По мере углубления кризиса коллективных целей императорам становилось все труднее находить те идеи и лозунги, которые были бы действенны в общегосударственном масштабе и помогали бы сплотить широкие слои населения римской державы вокруг носителей центральной власти. Религия римской гражданской общины находилась в упадке и по ряду других причин не была способна выполнять универсальные «объединительные» функции.
Недостаточным было и использование в этих целях императорского культа. Связанный с восточными монархическими традициями культ правителя сам по себе должен был быть дополнен и как бы «разбавлен» другими идеями и ценностями, близкими населению не только восточных, но и западных регионов Средиземноморья, в особенности Италии. Поэтому официальная пропаганда шла на широкое использование действительно универсальных идей, связанных с народными мечтаниями о «жизни при Кроносе», о «Сатурновом царстве», о возвращении сказочной эпохи всеобщего счастья, мира и процветания.
Здесь стоит вернуться к вопросу: не восходят ли «официальные утопии» Нового и Новейшего времени к истории древних цивилизаций, и, в частности, в истории принципата? Ответ, вероятно, будет утвердительным. Однако, наряду со сходством, есть и некоторые специфические отличия. Самое важное заключается в том, что античные «официальные утопии», как правило, говорили не о лежащей в будущем идеальной цели, а о том, что такая цель уже достигнута. Иными словами, если современные «официальные утопии», как правило, направлены в будущее, то римской имперской утопии в большей степени была присуща ориентация на настоящее.

▶ ЗАДАНИЕ A: С какими традициями, согласно отрывку, был связан культ правителя?
▶ ЗАДАНИЕ B: Изложите содержание отрывка в двух предложениях.
▶ ЗАДАНИЕ C: Перепишите часть отрывка от слов «Здесь стоит вернуться» до слов «ориентация на настоящее.» включительно, заменив «античные» на «древние».

▶ ПРИВЕДЕННЫЕ ПУНКТЫ:
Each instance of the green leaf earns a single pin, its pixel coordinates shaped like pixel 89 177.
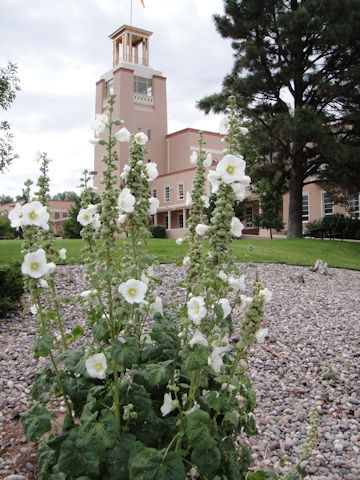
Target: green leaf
pixel 207 461
pixel 75 333
pixel 156 373
pixel 43 345
pixel 196 357
pixel 199 430
pixel 125 354
pixel 116 459
pixel 149 464
pixel 102 433
pixel 36 422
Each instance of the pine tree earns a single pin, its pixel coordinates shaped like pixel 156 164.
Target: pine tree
pixel 296 79
pixel 270 199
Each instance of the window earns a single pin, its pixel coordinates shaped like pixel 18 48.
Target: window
pixel 109 88
pixel 305 210
pixel 249 221
pixel 143 85
pixel 328 206
pixel 353 208
pixel 167 194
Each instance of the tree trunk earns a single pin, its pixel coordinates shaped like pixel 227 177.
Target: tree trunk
pixel 294 227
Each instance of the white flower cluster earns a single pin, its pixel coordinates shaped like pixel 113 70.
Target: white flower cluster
pixel 32 213
pixel 88 216
pixel 35 264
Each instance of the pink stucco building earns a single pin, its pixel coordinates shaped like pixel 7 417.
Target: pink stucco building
pixel 141 103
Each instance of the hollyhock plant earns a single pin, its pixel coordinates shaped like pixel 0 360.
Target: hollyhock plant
pixel 34 213
pixel 133 290
pixel 231 168
pixel 151 170
pixel 126 201
pixel 141 138
pixel 15 216
pixel 96 366
pixel 35 264
pixel 151 390
pixel 196 309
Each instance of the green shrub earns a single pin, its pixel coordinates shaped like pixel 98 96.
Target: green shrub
pixel 158 231
pixel 11 287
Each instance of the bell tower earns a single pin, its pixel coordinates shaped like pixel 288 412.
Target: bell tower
pixel 140 98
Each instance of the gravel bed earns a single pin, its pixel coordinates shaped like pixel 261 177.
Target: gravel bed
pixel 310 357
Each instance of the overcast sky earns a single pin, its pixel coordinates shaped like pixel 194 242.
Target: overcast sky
pixel 62 48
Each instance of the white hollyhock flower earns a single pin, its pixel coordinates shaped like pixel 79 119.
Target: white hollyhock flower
pixel 261 334
pixel 188 200
pixel 85 217
pixel 167 406
pixel 154 205
pixel 96 366
pixel 95 141
pixel 196 309
pixel 62 254
pixel 140 138
pixel 123 135
pixel 50 267
pixel 34 213
pixel 198 338
pixel 122 218
pixel 88 293
pixel 236 227
pixel 133 290
pixel 215 359
pixel 245 301
pixel 208 160
pixel 43 283
pixel 222 275
pixel 35 264
pixel 96 221
pixel 193 158
pixel 186 261
pixel 125 172
pixel 156 307
pixel 201 229
pixel 231 168
pixel 205 199
pixel 126 201
pixel 15 216
pixel 238 283
pixel 225 305
pixel 151 170
pixel 239 190
pixel 214 178
pixel 267 294
pixel 224 126
pixel 100 123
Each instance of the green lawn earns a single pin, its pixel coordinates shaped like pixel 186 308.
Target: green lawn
pixel 290 251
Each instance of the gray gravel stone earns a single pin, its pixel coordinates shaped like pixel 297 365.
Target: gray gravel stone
pixel 311 356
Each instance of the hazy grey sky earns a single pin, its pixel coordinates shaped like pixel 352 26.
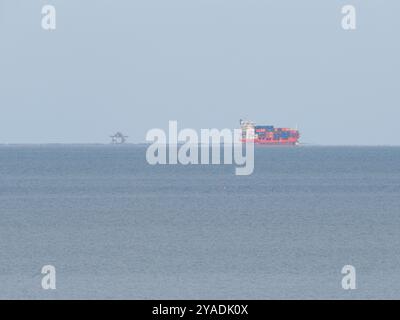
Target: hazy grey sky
pixel 133 65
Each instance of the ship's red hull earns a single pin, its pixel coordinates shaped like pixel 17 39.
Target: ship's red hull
pixel 268 135
pixel 272 142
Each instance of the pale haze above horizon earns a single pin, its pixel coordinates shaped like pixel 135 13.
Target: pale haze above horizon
pixel 131 66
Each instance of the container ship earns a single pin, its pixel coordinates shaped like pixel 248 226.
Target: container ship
pixel 269 135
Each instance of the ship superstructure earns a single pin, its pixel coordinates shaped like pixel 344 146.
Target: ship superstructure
pixel 268 134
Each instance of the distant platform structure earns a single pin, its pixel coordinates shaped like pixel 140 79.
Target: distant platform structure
pixel 118 138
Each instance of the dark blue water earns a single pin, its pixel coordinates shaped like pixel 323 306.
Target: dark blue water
pixel 116 227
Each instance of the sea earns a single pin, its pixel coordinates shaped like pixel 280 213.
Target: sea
pixel 115 227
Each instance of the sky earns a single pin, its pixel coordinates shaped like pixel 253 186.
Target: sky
pixel 131 66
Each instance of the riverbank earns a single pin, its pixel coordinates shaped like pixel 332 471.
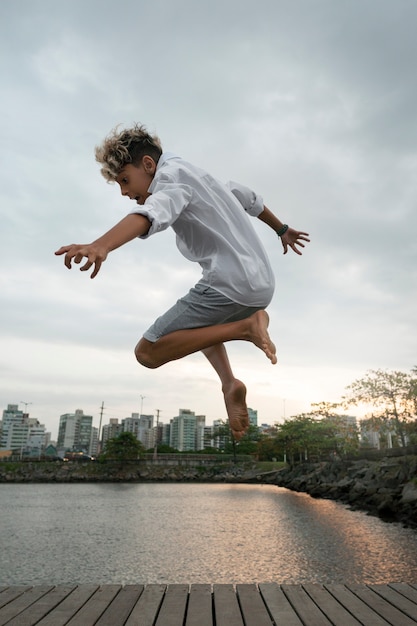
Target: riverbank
pixel 79 472
pixel 387 488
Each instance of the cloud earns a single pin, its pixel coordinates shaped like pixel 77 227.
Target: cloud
pixel 310 104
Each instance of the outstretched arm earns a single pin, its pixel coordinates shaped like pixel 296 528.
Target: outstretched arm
pixel 289 237
pixel 131 226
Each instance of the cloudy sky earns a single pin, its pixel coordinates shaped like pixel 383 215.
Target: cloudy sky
pixel 312 103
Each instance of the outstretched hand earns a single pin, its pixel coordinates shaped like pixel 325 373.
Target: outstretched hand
pixel 293 238
pixel 94 254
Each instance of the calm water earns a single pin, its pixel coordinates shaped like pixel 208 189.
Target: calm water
pixel 173 533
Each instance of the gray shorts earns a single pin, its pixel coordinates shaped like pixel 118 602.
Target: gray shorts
pixel 202 306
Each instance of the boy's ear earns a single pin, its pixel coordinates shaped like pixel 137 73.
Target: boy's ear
pixel 149 164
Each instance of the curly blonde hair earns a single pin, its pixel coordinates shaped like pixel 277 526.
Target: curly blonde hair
pixel 126 146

▶ ПОЛЕ ОТВЕТА A: С восточными монархическими традициями.

▶ ПОЛЕ ОТВЕТА B: Поскольку ни религия римской гражданской общины, ни императорский культ не могли сплотить население державы вокруг центральной власти, официальная пропаганда широко использовала универсальные народные мечты о «Сатурновом царстве» и возвращении эпохи всеобщего счастья, мира и процветания. В отличие от современных «официальных утопий», направленных в будущее, римская имперская утопия утверждала, что идеальная цель уже достигнута, и была ориентирована на настоящее.

▶ ПОЛЕ ОТВЕТА C:
Здесь стоит вернуться к вопросу: не восходят ли «официальные утопии» Нового и Новейшего времени к истории древних цивилизаций, и, в частности, в истории принципата? Ответ, вероятно, будет утвердительным. Однако, наряду со сходством, есть и некоторые специфические отличия. Самое важное заключается в том, что древние «официальные утопии», как правило, говорили не о лежащей в будущем идеальной цели, а о том, что такая цель уже достигнута. Иными словами, если современные «официальные утопии», как правило, направлены в будущее, то римской имперской утопии в большей степени была присуща ориентация на настоящее.